─── SUPPLIED RECORDS ───
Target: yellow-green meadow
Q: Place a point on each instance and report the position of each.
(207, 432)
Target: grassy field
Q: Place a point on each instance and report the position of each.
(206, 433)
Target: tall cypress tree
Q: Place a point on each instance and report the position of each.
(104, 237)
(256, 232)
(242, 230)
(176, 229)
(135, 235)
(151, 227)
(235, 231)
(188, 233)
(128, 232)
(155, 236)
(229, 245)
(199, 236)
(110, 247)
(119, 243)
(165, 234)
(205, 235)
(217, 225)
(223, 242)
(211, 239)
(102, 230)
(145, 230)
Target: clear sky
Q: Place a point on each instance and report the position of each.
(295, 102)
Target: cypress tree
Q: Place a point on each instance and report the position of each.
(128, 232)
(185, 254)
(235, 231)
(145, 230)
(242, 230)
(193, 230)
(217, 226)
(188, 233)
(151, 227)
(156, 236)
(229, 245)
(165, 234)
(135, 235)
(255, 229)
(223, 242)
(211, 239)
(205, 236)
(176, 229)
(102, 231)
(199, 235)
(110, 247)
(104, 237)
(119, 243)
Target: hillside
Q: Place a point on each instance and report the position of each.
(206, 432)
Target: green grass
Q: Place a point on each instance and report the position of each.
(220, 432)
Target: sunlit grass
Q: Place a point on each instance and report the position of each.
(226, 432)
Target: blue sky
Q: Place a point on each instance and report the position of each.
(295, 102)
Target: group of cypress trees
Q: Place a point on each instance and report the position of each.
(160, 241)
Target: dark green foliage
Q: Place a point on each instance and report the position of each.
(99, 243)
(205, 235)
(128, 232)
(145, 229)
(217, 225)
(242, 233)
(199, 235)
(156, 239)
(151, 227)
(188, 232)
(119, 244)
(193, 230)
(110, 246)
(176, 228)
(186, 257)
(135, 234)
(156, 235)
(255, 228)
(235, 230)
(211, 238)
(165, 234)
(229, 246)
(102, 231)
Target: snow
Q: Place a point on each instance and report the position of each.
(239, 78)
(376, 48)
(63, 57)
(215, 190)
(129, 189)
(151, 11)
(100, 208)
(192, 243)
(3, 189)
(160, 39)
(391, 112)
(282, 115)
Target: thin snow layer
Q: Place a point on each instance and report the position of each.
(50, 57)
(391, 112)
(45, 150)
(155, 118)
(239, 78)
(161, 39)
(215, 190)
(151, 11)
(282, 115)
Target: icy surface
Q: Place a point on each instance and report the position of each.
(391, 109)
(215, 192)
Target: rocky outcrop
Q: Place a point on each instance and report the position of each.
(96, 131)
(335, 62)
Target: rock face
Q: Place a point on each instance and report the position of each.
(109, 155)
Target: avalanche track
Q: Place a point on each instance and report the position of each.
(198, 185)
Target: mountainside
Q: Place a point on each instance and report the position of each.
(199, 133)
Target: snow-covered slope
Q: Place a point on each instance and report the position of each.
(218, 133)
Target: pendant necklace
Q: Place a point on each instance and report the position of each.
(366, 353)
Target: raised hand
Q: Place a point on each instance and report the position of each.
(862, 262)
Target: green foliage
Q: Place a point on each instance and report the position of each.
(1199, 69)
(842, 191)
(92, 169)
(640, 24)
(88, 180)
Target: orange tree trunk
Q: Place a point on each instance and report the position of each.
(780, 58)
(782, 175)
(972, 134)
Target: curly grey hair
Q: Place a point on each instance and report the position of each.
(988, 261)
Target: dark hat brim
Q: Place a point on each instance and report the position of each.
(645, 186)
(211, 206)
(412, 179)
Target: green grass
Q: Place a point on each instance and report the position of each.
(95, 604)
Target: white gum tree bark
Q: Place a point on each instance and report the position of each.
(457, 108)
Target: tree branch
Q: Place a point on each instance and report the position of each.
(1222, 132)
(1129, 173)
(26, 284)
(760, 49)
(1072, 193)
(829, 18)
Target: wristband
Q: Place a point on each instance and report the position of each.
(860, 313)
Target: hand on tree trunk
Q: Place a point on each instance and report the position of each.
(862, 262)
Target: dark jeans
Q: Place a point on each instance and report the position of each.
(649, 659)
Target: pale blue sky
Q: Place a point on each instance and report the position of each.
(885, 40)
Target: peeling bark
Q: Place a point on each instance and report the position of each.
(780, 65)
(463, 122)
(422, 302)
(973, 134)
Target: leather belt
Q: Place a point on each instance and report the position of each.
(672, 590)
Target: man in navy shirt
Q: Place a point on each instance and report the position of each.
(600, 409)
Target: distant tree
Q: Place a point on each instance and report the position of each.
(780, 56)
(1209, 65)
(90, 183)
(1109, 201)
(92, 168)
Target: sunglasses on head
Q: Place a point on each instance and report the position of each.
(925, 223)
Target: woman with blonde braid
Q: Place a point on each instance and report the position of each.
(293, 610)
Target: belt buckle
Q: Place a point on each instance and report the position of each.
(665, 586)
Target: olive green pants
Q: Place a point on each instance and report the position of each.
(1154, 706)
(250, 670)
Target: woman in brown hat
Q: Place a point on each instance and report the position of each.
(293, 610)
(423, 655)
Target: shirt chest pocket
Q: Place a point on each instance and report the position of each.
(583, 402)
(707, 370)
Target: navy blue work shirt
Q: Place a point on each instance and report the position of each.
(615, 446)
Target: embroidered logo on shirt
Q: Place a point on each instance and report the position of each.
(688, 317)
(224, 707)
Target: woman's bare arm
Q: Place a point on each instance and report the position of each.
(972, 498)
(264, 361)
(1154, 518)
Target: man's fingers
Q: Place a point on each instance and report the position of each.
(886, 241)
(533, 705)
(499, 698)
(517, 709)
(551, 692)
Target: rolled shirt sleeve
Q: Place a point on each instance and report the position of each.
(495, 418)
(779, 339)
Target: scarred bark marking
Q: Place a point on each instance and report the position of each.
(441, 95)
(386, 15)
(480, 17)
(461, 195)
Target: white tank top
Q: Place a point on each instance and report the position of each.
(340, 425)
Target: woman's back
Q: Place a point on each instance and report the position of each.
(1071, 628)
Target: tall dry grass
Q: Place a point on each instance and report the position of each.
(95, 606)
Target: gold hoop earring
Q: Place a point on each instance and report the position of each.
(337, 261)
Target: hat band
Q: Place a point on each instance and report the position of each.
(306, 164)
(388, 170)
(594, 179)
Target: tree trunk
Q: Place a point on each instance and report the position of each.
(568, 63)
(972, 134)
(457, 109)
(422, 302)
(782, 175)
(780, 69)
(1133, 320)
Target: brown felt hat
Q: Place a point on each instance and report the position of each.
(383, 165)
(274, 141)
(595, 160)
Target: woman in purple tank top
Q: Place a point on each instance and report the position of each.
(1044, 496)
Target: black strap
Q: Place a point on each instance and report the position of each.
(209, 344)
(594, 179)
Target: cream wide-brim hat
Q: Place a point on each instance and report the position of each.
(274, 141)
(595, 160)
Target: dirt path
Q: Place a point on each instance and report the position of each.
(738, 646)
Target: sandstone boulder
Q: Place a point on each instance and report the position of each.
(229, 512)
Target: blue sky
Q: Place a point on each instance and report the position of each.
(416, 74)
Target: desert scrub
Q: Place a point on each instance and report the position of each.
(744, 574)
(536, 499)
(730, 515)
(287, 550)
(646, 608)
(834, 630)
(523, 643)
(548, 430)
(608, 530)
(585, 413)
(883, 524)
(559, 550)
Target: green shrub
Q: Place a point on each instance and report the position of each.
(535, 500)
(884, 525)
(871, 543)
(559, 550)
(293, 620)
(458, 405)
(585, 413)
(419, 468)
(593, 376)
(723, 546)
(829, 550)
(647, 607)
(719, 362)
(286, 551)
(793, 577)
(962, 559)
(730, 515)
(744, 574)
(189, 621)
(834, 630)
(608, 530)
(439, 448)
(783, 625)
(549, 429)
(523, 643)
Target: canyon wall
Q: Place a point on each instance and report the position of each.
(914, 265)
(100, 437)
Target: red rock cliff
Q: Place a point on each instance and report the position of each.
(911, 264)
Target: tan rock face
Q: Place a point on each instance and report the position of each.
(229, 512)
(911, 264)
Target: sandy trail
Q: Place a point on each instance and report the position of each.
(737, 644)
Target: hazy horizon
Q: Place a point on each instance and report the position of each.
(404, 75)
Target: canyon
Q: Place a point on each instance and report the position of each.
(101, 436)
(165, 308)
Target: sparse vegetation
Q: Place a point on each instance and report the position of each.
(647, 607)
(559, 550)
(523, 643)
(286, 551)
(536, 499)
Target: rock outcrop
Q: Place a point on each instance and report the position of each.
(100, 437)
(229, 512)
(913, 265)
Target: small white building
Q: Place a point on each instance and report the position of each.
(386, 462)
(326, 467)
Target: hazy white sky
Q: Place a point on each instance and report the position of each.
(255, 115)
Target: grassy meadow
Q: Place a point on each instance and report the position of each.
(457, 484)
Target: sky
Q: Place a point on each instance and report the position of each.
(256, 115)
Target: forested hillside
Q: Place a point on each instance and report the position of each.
───
• [WHAT IS REQUIRED]: Begin with the line that contains "Target: green shrub" and set down each line exactly until the records above end, including the final line.

• [SOLUTION FOR THIS TASK]:
Target: green shrub
Q: Place a point on each instance and report the position of each.
(535, 500)
(884, 525)
(871, 543)
(559, 550)
(293, 620)
(458, 405)
(585, 413)
(419, 468)
(593, 376)
(723, 546)
(829, 550)
(647, 607)
(719, 362)
(286, 551)
(793, 577)
(962, 559)
(730, 515)
(744, 574)
(189, 621)
(834, 630)
(608, 530)
(439, 448)
(783, 625)
(549, 429)
(523, 643)
Target: canyon wall
Q: Place a point on each instance and report the position of each.
(914, 265)
(100, 437)
Target: red rock cliff
Q: Place a point on each instance and report the position of each.
(911, 264)
Target: tan rock face
Q: Place a point on each instance and report the position of each.
(229, 512)
(911, 264)
Target: sandy trail
Q: Place a point on each instance and report the position of each.
(737, 644)
Target: hazy horizon
Q: Place a point on each instance and report the position of each.
(404, 75)
Target: canyon
Q: Place a point on each instance and report the position of each.
(101, 436)
(165, 308)
Target: sparse vegetation
Q: Place a point on each instance and report the position of each.
(647, 607)
(559, 550)
(523, 643)
(286, 551)
(536, 499)
Target: rock outcrop
Q: Place a point on each instance and report the position of each.
(100, 437)
(229, 512)
(913, 265)
Target: small white building
Q: Place a point on each instance and report the position of each.
(386, 462)
(326, 467)
Target: hazy white sky
Q: Place a point on each instance and report the position of each.
(255, 115)
Target: grassy meadow
Q: Place a point on each instance and report the position of each.
(457, 484)
Target: sky
Q: Place a point on each instance and report the position of each.
(256, 115)
Target: forested hillside
Q: Place a point on each instance and report the position of each.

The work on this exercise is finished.